_Page_.
============================================================
Typical street scene in Santa Ana, El Salvador. (Photo: iStock)

(photo : Sultan Mahmud Mukut/SOPA Image/Newscom)

Bulletin du FMI : Les taux de change restent importants pour les échanges

le 28 septembre 2015

  • Les fortes fluctuations des monnaies ont déclenché un débat au sujet d’une déconnexion entre les taux de change et les échanges.
  • Une étude du FMI conclut que les taux de change restent importants, sans guère de signes de déconnexion au fil du temps.
  • Les variations récentes des monnaies indiquent donc une redistribution considérable des exportations nettes entre les pays.

Les mouvements des taux de change ont encore des effets considérables sur les exportations et les importations, selon une nouvelle étude du FMI.

Un soudeur soude une chaîne sur un quai. Une étude du FMI confirme que les variations des taux de change ont encore des effets considérables sur les exportations et les importations (photo : Leon Sosra/Corbis)

Un soudeur soude une chaîne sur un quai. Une étude du FMI confirme que les variations des taux de change ont encore des effets considérables sur les exportations et les importations (photo : Leon Sosra/Corbis)

ANALYSE DES PERSPECTIVES DE L’ÉCONOMIE MONDIALE

Les variations récentes des monnaies ont été exceptionnelles. Le dollar américain s’est apprécié de plus de 10 % en valeur effective réelle depuis la mi-2014. Le yen a chuté de plus de 30 % depuis la mi-2012 et l’euro de plus de 10 % depuis le début de 2014. Le Brésil, la Chine et l’Inde ont aussi enregistré des fluctuations exceptionnelles de leur monnaie.
============================================================
[Lignes de données sur l'emplacement des objets]

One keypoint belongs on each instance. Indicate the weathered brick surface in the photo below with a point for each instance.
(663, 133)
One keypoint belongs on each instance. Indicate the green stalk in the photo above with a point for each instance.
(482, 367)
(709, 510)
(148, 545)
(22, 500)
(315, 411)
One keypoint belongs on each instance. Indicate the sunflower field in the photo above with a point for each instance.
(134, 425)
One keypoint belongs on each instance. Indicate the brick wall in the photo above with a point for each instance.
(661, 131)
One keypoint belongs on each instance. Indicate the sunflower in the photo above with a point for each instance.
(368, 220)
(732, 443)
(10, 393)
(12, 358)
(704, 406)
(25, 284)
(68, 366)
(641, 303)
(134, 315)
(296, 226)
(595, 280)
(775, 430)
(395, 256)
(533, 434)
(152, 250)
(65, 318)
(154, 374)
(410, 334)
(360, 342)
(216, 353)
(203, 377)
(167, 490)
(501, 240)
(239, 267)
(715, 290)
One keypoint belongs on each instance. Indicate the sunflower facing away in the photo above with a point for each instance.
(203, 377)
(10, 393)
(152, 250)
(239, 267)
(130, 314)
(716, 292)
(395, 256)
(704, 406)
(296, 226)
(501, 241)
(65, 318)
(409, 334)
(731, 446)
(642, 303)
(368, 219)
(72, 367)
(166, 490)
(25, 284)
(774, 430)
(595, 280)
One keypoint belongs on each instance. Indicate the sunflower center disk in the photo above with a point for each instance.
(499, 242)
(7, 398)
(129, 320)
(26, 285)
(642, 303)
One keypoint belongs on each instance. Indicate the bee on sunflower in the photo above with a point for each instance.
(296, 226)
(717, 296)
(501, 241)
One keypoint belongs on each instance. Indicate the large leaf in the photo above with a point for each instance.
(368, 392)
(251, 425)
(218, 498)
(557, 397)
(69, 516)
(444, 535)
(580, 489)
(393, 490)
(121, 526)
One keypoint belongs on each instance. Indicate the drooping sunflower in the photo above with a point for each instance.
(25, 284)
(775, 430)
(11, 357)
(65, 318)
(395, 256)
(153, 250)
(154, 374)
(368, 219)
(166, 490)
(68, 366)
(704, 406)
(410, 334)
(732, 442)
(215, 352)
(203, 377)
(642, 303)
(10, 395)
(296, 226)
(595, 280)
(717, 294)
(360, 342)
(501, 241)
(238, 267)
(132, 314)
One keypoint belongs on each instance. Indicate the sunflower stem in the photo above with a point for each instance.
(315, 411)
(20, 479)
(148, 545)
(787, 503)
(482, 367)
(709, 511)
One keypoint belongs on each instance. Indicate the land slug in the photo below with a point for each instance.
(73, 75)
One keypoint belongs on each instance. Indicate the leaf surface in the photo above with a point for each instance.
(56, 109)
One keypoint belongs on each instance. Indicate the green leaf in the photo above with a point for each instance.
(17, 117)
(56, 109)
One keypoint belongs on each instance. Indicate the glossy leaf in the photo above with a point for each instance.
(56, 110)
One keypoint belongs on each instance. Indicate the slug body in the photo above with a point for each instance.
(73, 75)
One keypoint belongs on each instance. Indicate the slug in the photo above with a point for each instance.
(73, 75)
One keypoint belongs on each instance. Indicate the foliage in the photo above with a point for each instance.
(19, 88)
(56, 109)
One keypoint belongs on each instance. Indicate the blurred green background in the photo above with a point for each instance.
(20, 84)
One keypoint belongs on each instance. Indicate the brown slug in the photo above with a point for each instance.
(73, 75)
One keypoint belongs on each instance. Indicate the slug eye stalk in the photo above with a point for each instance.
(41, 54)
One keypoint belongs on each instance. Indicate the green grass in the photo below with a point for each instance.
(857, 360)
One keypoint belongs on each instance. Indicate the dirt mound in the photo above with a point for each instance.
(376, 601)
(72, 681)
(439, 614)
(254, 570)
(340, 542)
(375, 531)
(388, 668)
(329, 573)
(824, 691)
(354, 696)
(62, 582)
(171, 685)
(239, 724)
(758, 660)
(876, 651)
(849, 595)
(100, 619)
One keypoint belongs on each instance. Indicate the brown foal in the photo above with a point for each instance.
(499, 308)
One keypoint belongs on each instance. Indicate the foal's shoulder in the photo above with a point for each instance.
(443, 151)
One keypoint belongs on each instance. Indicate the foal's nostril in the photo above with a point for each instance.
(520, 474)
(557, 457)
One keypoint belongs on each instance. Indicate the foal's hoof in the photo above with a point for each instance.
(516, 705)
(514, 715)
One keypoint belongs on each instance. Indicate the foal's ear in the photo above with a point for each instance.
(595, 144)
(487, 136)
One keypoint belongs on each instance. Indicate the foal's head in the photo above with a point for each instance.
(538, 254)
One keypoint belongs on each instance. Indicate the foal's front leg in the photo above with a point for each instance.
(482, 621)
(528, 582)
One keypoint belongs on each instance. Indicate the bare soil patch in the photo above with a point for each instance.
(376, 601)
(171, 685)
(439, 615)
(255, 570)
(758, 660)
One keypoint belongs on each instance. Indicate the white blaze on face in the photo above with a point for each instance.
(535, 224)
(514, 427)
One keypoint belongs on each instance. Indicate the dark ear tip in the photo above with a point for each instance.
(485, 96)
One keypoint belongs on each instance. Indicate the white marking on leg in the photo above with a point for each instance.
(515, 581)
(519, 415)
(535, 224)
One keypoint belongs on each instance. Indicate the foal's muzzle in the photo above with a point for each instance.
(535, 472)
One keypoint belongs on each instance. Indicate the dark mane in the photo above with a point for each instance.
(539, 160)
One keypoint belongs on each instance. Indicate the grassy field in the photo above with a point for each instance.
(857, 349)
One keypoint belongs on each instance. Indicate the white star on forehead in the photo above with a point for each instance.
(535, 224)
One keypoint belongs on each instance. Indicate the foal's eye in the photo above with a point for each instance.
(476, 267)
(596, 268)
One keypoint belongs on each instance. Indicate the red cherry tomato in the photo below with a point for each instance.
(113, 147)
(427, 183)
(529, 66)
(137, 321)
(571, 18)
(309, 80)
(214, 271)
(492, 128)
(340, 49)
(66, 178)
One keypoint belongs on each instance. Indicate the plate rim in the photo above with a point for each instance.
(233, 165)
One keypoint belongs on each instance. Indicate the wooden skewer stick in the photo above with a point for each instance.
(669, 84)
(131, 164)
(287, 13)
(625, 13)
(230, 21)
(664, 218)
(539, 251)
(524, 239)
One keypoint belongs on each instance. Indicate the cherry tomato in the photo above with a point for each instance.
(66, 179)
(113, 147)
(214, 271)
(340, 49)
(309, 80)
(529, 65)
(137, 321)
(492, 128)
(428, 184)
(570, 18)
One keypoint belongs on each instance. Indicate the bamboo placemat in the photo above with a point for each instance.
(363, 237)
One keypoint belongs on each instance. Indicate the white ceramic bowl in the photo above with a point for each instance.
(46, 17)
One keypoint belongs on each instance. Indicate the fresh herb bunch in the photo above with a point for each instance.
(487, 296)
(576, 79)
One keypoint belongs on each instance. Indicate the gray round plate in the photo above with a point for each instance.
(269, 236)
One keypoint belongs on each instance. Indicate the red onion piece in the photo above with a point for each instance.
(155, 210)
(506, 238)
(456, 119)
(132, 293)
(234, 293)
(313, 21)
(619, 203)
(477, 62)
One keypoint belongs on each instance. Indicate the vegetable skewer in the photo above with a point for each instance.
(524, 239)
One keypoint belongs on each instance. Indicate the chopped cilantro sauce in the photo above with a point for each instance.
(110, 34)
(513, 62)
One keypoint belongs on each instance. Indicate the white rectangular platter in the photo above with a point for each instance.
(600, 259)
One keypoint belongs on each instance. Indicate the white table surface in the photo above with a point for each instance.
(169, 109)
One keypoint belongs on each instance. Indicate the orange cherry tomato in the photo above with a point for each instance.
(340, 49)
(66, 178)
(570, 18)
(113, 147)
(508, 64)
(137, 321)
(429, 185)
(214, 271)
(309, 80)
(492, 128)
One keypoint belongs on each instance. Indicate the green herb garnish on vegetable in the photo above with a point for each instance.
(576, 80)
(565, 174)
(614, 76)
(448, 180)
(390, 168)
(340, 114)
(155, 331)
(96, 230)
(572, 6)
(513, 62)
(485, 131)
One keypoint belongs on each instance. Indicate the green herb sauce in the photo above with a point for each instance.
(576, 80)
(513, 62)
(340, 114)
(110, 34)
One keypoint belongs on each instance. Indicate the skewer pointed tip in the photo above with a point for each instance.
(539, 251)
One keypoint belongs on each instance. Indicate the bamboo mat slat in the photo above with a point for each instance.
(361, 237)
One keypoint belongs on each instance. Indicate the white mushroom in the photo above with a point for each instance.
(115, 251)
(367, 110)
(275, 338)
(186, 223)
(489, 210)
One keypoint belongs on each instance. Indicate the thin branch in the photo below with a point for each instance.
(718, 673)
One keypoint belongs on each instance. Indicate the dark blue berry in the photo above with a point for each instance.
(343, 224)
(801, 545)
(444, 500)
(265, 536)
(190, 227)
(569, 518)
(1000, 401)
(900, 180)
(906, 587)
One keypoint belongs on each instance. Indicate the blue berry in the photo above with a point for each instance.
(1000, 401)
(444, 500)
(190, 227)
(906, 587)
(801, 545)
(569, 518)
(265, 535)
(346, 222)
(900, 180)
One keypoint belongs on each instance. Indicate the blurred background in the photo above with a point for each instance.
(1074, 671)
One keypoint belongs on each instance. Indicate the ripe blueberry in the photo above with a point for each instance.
============================================================
_Consigne 1_. D'après le bulletin, de combien le yen a-t-il chuté depuis la mi-2012 ?
_Consigne 2_. Recopiez, s'il vous plaît, le passage du bulletin qui va de « Bulletin du FMI » jusqu'à « et les échanges. » inclus.
Les enregistrements n'ont aucun lien avec le bulletin.

_Corrigé détaillé 1_. De plus de 30 %.

_Corrigé détaillé 2_.
Bulletin du FMI : Les taux de change restent importants pour les échanges

le 28 septembre 2015

  • Les fortes fluctuations des monnaies ont déclenché un débat au sujet d’une déconnexion entre les taux de change et les échanges.